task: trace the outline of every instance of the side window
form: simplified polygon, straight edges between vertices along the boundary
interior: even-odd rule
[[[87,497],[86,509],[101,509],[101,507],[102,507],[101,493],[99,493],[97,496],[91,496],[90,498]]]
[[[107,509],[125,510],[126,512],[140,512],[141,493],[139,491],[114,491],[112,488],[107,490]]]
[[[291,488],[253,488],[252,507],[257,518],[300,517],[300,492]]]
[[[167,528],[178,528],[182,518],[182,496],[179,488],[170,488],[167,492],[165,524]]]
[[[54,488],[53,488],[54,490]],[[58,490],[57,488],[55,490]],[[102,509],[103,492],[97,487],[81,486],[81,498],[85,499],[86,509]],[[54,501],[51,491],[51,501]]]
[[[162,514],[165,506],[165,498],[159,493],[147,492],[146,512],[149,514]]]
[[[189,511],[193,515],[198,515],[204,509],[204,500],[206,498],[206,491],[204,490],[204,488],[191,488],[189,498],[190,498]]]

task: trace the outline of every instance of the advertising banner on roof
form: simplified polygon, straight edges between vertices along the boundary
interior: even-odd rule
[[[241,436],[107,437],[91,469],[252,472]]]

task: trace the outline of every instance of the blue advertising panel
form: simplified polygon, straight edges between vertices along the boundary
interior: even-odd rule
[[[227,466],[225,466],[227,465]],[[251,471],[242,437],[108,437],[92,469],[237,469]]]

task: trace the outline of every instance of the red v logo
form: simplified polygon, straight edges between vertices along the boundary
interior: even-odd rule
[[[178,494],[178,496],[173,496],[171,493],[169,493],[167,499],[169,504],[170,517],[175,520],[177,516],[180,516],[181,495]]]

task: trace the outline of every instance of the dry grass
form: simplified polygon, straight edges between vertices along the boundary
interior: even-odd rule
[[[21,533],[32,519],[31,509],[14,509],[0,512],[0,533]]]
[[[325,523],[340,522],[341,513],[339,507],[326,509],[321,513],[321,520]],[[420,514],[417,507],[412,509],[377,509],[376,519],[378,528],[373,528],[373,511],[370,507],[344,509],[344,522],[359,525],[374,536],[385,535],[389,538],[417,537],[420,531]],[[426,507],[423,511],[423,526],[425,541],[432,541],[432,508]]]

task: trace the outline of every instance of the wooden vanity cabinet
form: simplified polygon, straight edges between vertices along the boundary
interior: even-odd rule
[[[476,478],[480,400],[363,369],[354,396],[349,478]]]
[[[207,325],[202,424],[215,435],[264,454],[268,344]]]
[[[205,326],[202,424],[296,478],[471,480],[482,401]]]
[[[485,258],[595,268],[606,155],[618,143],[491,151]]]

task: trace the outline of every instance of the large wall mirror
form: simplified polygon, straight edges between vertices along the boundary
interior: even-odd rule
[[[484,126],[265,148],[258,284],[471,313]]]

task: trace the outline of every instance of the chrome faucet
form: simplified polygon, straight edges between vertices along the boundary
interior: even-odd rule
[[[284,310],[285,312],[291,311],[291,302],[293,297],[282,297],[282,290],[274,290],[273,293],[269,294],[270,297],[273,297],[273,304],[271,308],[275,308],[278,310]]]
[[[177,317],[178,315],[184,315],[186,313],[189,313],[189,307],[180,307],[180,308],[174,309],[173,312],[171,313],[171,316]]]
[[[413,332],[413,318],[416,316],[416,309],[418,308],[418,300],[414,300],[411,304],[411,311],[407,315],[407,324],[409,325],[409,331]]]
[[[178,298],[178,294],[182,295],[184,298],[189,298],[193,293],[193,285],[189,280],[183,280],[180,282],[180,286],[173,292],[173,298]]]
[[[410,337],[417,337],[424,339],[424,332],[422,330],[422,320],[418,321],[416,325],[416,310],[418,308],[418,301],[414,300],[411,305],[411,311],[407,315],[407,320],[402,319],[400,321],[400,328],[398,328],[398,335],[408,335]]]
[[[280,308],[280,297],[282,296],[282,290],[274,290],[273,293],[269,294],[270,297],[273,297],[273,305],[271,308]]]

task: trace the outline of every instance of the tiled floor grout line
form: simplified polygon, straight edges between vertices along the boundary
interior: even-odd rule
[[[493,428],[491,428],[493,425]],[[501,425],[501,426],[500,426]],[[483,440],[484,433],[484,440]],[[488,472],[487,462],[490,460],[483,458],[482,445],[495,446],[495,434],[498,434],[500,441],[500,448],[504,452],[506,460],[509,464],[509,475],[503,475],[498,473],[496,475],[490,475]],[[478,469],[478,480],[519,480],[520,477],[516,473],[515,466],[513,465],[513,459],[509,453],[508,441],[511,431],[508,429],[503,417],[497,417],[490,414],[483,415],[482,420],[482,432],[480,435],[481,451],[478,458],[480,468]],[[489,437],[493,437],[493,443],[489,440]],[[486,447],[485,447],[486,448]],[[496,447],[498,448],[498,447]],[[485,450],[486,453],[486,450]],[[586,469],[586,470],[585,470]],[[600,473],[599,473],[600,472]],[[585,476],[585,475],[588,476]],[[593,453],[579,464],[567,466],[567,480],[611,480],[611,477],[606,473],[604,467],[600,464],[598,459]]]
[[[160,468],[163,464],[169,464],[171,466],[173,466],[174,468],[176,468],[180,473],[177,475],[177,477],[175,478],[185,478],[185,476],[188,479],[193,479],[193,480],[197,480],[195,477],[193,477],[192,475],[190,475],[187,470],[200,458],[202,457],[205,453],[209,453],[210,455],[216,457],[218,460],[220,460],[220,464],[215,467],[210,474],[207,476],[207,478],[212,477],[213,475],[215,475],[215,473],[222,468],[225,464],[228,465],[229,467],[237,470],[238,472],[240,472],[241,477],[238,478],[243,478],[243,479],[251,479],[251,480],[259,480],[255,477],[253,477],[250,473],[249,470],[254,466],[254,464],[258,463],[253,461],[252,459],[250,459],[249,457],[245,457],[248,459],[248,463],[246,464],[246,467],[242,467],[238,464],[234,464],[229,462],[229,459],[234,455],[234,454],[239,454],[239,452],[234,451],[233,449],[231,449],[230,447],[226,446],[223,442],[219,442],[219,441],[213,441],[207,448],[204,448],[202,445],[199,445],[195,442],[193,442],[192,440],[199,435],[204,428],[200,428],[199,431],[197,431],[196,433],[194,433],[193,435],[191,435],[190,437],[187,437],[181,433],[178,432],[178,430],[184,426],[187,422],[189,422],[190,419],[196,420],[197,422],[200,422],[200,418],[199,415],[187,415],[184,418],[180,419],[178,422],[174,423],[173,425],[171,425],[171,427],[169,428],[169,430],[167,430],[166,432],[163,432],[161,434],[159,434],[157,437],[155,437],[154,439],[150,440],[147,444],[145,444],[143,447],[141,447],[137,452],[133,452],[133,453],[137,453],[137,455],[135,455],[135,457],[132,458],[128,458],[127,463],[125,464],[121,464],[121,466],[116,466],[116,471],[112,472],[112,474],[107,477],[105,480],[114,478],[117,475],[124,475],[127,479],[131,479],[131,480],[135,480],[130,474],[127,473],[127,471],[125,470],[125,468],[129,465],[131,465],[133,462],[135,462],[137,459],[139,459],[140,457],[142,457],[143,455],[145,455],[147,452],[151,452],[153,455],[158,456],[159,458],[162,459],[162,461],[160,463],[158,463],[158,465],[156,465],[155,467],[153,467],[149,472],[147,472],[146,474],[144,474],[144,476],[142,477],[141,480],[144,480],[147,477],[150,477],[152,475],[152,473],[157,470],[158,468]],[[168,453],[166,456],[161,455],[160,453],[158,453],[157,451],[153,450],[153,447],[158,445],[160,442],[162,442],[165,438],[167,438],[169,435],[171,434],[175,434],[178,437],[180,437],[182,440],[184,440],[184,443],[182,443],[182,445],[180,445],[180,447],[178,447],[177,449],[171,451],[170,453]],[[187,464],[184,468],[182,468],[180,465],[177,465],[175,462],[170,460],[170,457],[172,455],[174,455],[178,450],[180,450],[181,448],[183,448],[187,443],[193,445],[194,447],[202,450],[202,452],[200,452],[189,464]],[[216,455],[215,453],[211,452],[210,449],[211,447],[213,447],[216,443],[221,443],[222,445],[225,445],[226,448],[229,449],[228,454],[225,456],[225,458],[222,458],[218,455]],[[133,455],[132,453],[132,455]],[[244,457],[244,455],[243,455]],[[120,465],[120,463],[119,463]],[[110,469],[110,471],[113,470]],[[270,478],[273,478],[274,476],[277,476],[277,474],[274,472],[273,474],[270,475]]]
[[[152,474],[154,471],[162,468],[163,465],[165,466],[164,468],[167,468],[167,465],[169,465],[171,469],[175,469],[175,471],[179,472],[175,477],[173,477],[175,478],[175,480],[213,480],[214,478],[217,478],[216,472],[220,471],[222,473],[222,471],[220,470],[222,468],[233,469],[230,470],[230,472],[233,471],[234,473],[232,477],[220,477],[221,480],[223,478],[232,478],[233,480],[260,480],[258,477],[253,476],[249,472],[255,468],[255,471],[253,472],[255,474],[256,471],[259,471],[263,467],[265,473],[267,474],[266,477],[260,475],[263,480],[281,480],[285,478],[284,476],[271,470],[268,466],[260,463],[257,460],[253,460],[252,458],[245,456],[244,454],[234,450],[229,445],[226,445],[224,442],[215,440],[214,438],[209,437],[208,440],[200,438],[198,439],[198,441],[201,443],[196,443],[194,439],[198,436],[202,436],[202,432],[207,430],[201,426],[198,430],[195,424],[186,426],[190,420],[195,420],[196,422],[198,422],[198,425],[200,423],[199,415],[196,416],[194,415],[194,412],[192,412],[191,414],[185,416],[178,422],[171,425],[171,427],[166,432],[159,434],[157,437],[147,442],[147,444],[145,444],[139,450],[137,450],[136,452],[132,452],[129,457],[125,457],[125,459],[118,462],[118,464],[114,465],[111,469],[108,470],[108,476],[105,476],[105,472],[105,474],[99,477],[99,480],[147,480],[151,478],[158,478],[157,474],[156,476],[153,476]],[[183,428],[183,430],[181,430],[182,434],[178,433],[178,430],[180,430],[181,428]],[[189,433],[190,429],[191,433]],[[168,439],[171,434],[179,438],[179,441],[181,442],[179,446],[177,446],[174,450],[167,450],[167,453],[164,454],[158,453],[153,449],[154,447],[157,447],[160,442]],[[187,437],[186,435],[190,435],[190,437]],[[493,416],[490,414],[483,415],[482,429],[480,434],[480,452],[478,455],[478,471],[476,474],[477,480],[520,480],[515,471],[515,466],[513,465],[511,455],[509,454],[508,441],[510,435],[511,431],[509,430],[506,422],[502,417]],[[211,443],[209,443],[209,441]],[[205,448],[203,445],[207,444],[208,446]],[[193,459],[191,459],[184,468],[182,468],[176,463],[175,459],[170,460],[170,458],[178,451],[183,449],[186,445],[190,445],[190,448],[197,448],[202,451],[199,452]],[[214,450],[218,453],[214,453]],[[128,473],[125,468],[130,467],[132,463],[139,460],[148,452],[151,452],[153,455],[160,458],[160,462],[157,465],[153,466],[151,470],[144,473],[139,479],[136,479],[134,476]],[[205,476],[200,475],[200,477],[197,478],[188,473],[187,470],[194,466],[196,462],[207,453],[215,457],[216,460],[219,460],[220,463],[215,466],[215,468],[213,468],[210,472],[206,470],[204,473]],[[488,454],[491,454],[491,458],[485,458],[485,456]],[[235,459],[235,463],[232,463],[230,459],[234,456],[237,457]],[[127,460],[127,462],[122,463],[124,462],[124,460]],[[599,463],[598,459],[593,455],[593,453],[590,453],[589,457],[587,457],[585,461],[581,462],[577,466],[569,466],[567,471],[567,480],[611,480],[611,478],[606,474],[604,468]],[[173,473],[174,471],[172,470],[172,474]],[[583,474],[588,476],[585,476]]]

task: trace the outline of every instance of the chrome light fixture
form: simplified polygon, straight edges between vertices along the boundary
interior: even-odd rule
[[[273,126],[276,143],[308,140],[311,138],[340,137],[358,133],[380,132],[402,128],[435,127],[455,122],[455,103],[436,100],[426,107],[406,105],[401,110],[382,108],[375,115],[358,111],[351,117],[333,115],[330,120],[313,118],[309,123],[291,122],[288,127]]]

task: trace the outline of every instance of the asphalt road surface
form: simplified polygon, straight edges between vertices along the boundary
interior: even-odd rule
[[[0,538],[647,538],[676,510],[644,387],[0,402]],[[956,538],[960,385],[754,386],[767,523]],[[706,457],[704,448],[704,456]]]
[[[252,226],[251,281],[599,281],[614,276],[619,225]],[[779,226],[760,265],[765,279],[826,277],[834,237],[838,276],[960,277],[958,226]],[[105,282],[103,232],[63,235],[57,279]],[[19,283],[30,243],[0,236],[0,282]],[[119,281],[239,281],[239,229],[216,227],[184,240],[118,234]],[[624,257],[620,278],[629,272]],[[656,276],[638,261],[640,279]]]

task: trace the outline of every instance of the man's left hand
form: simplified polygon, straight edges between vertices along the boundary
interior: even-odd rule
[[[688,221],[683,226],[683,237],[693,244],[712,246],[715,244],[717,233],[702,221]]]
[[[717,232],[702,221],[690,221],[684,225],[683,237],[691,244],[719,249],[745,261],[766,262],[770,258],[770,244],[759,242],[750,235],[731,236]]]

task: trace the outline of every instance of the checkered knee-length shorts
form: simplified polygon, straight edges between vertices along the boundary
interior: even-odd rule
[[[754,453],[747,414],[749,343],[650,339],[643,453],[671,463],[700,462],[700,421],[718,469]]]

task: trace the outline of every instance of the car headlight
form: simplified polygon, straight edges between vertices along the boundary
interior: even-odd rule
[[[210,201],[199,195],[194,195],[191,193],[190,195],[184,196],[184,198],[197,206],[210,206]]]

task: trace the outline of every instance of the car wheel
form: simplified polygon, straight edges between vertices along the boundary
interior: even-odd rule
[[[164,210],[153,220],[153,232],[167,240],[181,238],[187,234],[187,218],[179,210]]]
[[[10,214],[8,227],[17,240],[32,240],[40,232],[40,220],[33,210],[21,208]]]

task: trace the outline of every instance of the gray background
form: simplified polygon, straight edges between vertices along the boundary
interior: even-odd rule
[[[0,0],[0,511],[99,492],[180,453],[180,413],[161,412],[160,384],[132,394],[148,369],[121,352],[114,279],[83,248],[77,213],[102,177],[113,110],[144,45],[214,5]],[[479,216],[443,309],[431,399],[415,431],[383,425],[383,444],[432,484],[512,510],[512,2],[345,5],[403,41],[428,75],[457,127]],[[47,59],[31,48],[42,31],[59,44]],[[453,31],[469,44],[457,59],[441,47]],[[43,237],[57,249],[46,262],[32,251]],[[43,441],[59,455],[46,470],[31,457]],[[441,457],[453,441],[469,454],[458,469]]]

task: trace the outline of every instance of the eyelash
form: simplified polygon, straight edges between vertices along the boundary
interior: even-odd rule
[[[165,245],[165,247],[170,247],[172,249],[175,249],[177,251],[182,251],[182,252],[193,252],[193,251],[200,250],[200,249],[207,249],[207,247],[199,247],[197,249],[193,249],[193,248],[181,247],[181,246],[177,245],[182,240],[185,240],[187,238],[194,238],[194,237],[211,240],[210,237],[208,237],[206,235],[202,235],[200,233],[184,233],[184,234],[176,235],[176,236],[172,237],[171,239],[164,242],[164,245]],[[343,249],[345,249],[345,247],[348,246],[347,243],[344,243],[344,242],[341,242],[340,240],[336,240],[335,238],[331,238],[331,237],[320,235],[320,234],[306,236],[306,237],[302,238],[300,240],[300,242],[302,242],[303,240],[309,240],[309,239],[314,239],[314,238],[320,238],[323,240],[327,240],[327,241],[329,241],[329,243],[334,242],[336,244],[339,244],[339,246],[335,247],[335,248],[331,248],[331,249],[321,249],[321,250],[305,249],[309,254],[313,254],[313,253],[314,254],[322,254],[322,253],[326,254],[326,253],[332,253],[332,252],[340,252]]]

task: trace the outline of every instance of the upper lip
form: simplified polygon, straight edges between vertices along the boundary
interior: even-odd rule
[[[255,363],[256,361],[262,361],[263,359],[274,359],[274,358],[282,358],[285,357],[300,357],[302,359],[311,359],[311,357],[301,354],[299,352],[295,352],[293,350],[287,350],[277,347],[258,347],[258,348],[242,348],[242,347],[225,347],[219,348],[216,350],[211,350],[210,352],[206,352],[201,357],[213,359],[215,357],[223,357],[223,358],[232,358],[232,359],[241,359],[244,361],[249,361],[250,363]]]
****
* **Work item**:
Lines that include the word "chrome" — how many are there in the data? Answer with the number alone.

* **Response area**:
2